● What the exercise asks
Count the lines in the records below that contain the string "turquoise" with its case matched exactly. Reply with the number alone.

Dataset records on where objects are located
..............................

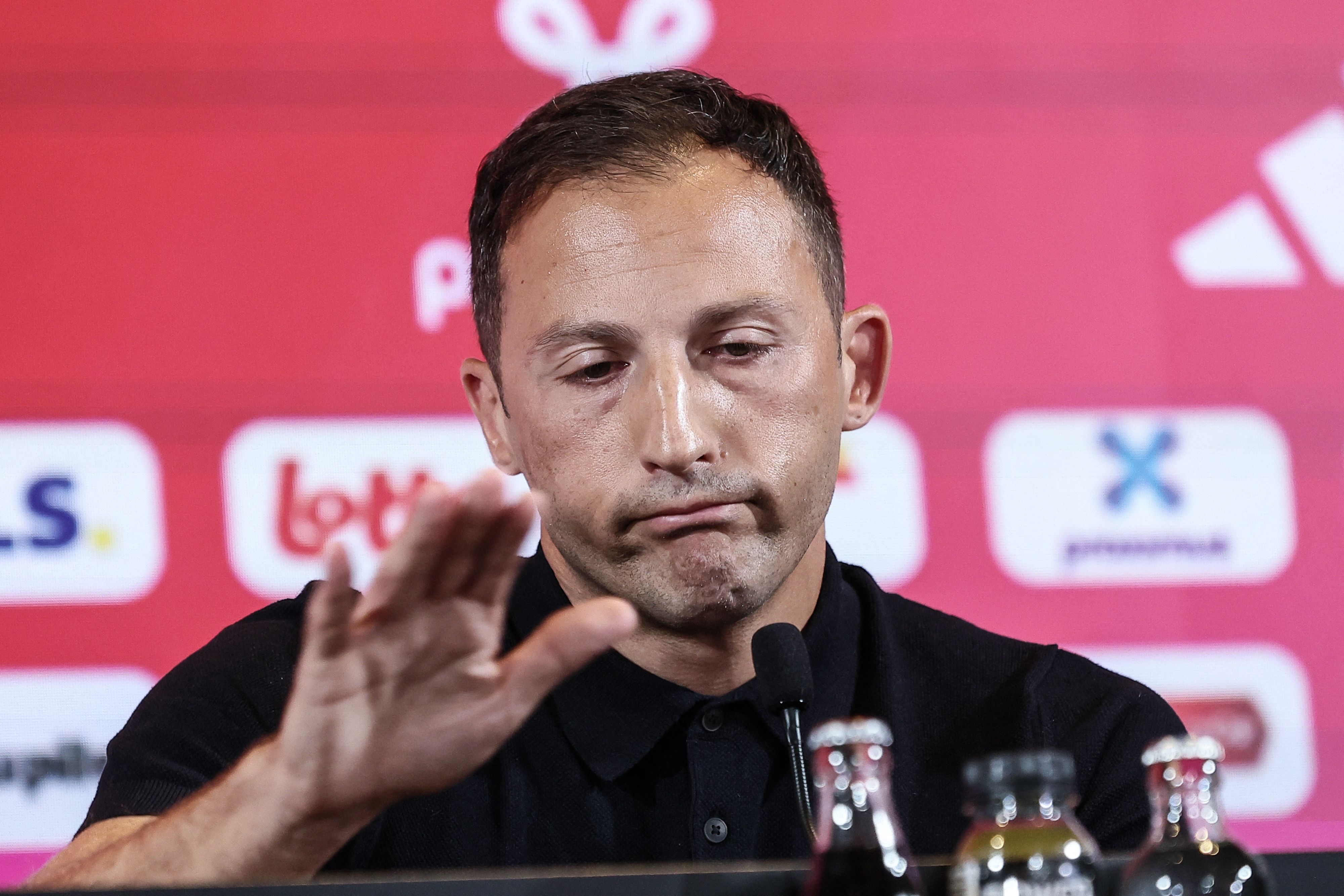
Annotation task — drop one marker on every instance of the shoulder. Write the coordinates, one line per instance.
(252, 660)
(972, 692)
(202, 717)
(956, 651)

..............................

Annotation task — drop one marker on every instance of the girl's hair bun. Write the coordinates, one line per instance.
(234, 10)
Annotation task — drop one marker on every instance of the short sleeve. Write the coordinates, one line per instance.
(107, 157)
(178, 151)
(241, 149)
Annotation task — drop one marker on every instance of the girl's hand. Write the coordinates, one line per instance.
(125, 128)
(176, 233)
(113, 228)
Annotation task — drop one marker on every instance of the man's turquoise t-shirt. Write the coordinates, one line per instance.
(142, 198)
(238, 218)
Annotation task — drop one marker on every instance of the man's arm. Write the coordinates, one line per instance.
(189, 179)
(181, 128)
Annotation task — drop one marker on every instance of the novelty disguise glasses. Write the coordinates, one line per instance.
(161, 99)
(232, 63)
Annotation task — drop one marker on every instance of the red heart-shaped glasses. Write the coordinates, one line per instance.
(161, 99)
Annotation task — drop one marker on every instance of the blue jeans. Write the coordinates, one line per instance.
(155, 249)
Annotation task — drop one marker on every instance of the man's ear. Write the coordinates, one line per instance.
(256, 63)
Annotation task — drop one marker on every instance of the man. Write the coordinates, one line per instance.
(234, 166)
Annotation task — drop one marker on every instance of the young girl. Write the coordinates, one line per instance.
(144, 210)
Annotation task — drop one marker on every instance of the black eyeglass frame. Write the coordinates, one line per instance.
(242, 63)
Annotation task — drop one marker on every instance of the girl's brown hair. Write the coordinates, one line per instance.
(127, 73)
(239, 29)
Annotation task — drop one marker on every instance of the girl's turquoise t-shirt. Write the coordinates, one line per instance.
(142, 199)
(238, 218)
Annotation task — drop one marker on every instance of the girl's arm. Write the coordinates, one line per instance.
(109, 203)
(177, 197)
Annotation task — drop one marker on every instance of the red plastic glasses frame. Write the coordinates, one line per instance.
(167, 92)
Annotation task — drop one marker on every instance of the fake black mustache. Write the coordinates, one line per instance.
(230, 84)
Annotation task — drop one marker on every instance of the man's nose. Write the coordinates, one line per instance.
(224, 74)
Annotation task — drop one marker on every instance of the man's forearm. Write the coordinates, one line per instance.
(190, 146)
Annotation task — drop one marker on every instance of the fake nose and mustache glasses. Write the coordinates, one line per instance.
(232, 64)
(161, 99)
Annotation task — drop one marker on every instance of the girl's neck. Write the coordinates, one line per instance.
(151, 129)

..............................

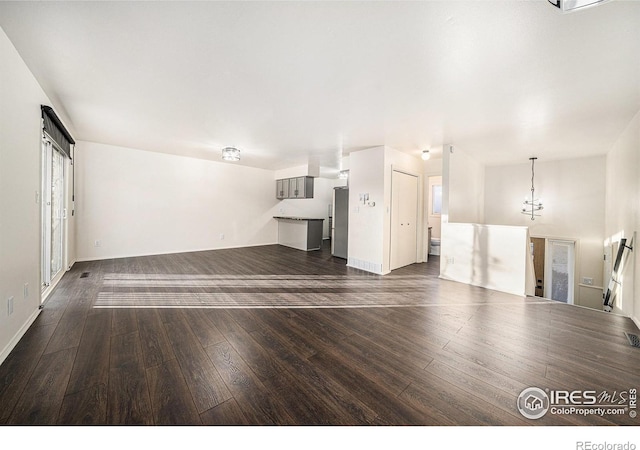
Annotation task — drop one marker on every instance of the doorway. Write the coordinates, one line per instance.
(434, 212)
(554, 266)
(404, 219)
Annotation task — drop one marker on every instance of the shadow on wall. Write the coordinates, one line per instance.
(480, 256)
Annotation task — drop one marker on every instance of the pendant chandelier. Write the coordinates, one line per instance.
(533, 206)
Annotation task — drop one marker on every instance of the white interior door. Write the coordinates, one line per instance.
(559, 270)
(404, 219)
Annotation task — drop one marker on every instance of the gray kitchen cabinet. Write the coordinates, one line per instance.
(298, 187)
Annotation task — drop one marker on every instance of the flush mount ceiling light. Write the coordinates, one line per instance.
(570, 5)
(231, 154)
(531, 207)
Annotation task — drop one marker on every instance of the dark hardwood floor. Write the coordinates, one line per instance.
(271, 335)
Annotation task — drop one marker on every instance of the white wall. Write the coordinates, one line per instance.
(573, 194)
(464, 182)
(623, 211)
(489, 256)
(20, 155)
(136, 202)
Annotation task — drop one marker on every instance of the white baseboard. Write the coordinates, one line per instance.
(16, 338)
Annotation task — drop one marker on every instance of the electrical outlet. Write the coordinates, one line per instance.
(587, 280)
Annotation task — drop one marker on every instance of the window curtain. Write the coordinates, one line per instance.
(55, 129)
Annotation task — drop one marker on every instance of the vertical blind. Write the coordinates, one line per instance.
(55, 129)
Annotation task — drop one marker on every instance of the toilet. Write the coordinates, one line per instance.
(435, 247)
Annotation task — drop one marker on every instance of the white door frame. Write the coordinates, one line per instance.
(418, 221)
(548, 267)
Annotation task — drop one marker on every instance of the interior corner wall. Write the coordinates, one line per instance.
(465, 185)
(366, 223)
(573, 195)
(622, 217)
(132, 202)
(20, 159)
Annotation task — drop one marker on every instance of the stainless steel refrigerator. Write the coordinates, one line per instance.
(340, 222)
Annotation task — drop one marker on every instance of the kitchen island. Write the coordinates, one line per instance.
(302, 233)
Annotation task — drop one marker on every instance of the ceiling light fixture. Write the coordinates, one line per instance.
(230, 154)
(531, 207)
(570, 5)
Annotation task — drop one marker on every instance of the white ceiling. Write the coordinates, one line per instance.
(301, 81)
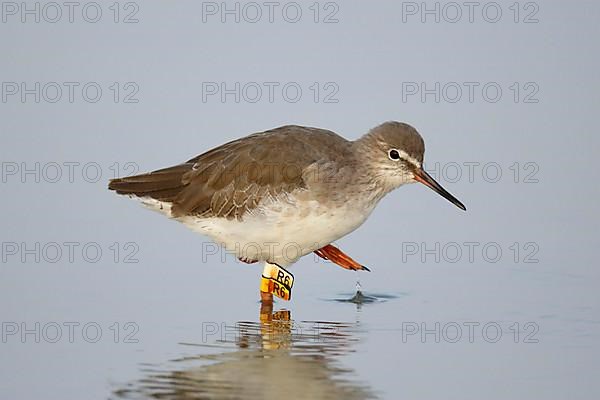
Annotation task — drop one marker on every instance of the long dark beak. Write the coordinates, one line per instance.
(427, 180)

..............................

● Task answer
2